● **Exercise**:
In the listing below, locate the lines bearing the word "road". Copy every one of them.

● **Extracted data**:
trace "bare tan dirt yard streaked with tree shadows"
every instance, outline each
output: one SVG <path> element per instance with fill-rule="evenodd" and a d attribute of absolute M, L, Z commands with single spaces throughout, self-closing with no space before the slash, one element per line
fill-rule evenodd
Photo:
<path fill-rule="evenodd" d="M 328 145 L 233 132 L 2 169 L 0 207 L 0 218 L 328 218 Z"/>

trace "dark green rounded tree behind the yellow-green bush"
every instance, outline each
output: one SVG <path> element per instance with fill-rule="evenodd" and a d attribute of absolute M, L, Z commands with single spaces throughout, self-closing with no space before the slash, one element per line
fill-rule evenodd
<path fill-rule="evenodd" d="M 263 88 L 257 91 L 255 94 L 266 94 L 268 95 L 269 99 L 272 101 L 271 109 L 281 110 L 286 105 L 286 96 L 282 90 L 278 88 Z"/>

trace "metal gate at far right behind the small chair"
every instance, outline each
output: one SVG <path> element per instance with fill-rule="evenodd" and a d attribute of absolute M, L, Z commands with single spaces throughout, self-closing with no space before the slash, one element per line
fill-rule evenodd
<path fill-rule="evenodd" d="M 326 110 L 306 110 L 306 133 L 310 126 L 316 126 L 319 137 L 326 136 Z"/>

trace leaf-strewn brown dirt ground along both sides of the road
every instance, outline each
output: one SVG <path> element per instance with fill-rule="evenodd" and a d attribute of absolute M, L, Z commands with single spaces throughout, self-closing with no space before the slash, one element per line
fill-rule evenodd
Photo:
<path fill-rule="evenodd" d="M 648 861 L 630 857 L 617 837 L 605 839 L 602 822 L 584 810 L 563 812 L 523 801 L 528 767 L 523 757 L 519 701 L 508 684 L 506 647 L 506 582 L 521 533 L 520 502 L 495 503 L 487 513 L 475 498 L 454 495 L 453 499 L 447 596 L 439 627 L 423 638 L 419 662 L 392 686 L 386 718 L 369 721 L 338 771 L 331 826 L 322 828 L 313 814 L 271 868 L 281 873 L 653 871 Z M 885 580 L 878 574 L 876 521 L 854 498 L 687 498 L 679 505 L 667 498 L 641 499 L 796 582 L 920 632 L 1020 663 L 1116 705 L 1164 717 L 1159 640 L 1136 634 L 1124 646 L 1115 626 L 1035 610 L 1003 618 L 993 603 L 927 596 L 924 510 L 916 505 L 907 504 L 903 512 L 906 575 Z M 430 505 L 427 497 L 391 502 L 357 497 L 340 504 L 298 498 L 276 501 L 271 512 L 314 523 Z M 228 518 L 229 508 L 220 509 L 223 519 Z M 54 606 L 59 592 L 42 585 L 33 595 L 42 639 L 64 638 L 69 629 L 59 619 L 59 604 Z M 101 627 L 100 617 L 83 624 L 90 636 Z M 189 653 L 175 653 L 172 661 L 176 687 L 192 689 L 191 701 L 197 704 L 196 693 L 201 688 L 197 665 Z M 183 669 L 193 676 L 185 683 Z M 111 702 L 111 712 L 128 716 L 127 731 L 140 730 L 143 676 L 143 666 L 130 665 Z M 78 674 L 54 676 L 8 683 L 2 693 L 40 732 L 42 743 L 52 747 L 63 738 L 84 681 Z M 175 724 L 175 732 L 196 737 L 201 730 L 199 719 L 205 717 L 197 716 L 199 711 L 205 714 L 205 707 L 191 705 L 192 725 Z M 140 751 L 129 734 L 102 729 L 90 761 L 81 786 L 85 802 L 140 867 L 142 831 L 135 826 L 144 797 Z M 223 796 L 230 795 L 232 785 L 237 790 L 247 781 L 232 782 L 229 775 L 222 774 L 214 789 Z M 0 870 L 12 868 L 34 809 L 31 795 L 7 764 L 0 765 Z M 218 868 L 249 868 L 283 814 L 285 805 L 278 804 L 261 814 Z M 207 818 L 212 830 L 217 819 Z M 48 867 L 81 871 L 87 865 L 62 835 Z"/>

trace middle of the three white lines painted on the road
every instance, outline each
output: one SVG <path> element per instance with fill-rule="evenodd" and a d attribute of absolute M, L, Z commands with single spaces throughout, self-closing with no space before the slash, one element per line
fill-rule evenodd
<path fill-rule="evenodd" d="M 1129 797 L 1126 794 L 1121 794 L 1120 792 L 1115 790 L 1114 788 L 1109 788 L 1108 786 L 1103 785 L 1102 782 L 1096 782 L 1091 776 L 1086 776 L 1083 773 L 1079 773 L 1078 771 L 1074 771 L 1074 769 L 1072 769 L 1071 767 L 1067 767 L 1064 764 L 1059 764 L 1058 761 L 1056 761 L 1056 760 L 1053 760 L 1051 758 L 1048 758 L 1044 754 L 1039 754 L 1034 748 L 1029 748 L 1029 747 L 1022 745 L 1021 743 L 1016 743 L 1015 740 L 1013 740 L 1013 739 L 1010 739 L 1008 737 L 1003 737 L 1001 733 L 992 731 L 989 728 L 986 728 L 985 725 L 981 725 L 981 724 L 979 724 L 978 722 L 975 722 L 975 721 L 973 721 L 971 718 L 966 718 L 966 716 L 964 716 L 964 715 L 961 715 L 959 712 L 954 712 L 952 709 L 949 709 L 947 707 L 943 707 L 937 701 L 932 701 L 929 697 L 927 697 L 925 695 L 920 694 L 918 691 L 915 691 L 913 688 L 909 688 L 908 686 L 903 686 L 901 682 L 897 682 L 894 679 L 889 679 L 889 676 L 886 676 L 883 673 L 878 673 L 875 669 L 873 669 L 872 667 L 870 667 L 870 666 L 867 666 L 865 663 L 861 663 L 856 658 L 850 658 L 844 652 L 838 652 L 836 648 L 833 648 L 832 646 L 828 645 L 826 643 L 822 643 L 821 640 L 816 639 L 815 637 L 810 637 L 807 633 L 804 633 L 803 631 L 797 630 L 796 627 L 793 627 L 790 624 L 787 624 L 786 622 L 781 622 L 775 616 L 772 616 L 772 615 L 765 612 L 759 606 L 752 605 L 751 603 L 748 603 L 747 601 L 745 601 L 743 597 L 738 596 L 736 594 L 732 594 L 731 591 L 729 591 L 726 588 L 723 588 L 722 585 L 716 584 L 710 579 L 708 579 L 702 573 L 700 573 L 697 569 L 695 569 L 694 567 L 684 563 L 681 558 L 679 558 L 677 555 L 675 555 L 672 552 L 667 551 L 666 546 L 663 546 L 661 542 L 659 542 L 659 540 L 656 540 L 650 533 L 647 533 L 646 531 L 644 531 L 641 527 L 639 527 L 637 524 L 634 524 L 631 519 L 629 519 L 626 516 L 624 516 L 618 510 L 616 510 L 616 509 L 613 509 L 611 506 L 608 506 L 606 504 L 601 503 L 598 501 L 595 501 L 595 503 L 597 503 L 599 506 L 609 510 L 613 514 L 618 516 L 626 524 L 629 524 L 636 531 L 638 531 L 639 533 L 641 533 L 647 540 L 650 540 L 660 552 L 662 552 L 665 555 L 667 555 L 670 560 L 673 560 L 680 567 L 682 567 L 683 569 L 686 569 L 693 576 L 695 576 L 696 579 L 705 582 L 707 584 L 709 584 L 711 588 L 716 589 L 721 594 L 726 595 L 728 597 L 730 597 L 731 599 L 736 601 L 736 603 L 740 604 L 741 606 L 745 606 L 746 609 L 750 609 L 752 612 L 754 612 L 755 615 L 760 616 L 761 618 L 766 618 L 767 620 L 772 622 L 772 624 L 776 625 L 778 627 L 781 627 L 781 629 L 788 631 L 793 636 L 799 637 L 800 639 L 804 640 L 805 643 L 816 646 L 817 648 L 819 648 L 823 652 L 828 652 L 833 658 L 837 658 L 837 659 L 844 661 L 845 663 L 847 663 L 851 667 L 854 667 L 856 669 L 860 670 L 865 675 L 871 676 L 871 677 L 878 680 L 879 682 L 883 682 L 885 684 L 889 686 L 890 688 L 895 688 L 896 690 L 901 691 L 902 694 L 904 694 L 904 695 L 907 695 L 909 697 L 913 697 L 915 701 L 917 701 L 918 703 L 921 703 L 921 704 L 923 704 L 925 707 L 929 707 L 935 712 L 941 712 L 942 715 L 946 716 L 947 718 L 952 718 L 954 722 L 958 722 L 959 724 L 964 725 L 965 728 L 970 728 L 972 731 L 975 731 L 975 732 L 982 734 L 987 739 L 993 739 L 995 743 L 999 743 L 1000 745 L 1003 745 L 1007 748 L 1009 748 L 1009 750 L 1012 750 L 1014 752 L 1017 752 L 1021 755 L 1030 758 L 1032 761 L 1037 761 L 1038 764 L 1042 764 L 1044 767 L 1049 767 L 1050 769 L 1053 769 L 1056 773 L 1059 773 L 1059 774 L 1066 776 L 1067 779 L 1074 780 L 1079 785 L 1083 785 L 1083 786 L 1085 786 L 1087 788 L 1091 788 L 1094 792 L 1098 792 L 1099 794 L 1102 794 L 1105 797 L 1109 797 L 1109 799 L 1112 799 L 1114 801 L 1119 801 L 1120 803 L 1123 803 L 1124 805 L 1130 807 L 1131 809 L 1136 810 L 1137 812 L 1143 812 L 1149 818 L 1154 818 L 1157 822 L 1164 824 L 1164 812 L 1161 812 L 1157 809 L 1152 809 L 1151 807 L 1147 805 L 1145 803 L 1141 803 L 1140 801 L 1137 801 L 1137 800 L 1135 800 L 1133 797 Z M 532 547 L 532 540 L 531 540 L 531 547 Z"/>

● **Response to this exercise**:
trace leaf-strewn brown dirt ground along both sides of the road
trace middle of the three white lines painted on the road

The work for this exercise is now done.